Excerpts from a dataset:
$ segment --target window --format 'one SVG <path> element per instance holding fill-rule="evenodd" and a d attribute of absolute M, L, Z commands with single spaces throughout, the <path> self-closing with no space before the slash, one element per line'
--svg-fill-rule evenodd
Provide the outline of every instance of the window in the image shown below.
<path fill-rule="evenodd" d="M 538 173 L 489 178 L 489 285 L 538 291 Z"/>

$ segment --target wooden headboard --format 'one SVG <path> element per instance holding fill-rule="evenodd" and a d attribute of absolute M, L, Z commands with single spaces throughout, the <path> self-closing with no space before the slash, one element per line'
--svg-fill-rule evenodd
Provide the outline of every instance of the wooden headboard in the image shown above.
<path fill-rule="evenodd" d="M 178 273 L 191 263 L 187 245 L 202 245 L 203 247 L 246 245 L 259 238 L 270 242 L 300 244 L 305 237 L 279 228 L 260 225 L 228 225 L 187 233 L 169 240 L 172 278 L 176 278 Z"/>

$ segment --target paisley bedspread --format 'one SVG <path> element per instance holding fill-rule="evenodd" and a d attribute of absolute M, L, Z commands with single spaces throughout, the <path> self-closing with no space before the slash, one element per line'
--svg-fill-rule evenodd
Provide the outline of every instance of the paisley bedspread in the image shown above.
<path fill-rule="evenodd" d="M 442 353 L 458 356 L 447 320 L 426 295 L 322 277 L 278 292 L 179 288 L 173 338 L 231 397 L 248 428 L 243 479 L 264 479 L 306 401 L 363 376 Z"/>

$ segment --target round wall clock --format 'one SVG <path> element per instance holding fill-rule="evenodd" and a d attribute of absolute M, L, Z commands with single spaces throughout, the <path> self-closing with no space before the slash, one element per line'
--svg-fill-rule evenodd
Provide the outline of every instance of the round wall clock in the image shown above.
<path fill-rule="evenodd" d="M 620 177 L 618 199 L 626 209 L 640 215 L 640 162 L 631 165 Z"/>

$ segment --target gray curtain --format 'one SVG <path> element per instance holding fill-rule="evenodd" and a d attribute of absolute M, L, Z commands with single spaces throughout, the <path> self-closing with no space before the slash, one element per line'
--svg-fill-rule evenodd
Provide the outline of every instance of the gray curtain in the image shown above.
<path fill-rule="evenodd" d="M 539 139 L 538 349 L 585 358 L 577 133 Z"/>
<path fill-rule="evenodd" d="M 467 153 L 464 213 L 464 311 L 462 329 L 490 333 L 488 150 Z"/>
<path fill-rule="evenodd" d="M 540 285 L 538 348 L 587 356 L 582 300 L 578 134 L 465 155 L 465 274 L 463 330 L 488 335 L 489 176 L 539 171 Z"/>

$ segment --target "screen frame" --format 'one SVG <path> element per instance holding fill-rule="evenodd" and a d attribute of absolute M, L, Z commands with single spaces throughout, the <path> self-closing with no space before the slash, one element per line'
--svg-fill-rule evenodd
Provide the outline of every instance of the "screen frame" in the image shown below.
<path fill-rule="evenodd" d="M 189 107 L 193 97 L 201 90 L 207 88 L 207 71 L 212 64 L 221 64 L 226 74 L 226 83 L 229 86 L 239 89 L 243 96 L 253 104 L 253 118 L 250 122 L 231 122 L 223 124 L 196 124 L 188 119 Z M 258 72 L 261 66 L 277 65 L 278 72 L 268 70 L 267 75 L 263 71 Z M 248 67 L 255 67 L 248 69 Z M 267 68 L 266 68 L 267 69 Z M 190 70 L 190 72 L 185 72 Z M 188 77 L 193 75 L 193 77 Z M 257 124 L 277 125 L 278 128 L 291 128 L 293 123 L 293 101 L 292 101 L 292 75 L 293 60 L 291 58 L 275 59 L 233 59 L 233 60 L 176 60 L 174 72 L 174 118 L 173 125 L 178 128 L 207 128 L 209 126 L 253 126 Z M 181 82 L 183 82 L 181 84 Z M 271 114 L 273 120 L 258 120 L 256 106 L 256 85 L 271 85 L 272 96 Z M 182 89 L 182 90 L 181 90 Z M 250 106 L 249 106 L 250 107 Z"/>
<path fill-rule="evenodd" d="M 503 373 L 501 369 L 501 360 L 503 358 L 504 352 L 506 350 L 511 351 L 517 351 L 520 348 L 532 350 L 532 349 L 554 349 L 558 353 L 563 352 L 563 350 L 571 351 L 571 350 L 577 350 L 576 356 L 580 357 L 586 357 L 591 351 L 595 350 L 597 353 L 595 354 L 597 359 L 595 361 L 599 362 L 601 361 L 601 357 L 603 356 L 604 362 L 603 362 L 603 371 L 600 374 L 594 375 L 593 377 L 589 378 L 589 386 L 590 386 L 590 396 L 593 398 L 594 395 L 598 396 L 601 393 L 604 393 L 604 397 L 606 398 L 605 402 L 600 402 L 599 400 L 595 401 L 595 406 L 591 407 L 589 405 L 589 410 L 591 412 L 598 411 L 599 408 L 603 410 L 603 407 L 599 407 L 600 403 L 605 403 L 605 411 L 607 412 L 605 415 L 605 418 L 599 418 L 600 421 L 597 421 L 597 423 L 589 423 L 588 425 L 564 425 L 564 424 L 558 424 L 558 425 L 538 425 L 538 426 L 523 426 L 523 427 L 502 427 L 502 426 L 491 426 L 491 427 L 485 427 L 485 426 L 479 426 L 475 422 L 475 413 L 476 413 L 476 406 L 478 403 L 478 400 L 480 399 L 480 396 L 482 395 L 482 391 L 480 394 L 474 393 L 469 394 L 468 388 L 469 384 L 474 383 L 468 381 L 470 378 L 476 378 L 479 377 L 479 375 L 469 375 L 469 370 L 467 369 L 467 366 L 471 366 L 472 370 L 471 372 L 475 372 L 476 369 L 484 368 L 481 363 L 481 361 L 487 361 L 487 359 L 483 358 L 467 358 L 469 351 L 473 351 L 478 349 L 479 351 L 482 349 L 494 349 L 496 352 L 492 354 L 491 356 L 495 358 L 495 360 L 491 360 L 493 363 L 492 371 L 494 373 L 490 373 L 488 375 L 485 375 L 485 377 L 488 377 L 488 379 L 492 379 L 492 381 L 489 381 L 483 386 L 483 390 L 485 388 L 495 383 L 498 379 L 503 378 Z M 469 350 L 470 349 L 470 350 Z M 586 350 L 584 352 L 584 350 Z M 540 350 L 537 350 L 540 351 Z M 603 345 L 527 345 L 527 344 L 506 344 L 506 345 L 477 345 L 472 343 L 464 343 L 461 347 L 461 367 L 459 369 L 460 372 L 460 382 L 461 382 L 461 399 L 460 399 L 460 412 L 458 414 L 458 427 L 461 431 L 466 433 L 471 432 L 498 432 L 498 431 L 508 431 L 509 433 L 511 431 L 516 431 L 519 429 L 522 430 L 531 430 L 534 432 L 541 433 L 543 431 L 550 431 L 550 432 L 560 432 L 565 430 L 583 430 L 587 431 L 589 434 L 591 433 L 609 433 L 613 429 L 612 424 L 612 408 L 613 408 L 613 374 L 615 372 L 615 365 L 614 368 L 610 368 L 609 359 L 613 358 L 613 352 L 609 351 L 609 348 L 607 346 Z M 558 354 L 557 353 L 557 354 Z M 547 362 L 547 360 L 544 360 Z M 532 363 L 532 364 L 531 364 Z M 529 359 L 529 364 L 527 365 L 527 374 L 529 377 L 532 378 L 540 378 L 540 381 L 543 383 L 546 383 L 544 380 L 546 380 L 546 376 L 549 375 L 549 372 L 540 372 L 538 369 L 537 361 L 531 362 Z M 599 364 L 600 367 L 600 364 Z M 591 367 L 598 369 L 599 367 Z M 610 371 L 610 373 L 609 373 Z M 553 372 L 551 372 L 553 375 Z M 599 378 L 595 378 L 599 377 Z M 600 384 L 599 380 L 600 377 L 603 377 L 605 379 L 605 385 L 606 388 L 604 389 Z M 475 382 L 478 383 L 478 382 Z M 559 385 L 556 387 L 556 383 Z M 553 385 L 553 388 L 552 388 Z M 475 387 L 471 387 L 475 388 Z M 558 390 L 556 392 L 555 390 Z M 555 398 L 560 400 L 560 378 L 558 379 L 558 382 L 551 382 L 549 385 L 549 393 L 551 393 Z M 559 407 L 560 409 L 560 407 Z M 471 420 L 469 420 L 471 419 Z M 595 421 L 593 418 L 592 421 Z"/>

▶ **Assignment**
A complete answer gives every line of the data that includes "holding".

▶ **Response to this task**
$ segment --target window --format 'one SVG <path> element per instance holding fill-rule="evenodd" and a d attribute of absolute M, L, Z commands with single spaces throughout, the <path> self-closing with no space before the slash, one element per line'
$ segment --target wooden headboard --format 'one SVG <path> element per instance holding fill-rule="evenodd" and a d attribute of absolute M, L, Z commands with single spaces throughout, the <path> self-closing with no space before the slash, one element per line'
$ segment --target paisley bedspread --format 'one SVG <path> element per instance holding fill-rule="evenodd" and a d attribute of absolute M, L, Z commands with single spaces throughout, the <path> self-closing with no space before the slash, one element per line'
$ segment --target round wall clock --format 'one SVG <path> element per instance holding fill-rule="evenodd" and a d attribute of absolute M, L, Z commands with single spaces throughout, the <path> self-closing with no space before the slash, one element per line'
$ segment --target gray curtain --format 'one SVG <path> element per instance holding fill-rule="evenodd" and a d attribute of absolute M, L, Z commands with single spaces throughout, the <path> self-closing with no space before the slash, one element per line'
$ segment --target "screen frame" --format 'one SVG <path> element per instance holding fill-rule="evenodd" and a d attribute of absolute M, L, Z commands with single spaces throughout, the <path> self-closing with no space before the slash, one element per line'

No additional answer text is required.